[Saved data entries]
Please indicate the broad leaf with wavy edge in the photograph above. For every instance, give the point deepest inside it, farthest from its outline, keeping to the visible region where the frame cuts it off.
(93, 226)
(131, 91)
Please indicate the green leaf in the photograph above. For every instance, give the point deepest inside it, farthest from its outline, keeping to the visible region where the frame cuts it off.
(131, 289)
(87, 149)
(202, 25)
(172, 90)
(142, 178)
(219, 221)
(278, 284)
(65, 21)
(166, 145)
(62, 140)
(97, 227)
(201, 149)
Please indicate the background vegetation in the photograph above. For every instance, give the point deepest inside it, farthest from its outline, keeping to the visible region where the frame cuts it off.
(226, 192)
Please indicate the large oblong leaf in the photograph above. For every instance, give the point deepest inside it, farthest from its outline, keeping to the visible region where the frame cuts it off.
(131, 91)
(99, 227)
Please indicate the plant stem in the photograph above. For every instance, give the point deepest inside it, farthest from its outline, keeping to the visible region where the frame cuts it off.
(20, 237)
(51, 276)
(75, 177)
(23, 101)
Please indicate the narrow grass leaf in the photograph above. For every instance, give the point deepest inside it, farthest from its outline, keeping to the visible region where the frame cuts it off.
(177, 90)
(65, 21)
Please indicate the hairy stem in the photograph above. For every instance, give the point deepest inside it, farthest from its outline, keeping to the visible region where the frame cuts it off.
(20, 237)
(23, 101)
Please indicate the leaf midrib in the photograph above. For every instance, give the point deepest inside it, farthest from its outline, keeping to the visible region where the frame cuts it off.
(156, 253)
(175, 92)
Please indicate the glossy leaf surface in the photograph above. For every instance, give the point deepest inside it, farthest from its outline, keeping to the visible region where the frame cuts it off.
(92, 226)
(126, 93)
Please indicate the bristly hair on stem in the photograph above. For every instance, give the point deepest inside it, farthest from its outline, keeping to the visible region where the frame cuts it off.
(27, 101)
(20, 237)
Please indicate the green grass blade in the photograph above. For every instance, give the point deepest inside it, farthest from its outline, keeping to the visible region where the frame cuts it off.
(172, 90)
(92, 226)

* [Requirement] Copy the rows from the one containing "Please indicate the green grass" through the end of the rows, including the request, and shift every coordinate in the answers by adding -73 to each number.

* [Solution below]
Please indicate the green grass blade in the photograph above. For every instance, give the point deepest inside it, farthest from its outline, keeping to the visible region where the frame cuts it off.
(99, 17)
(19, 153)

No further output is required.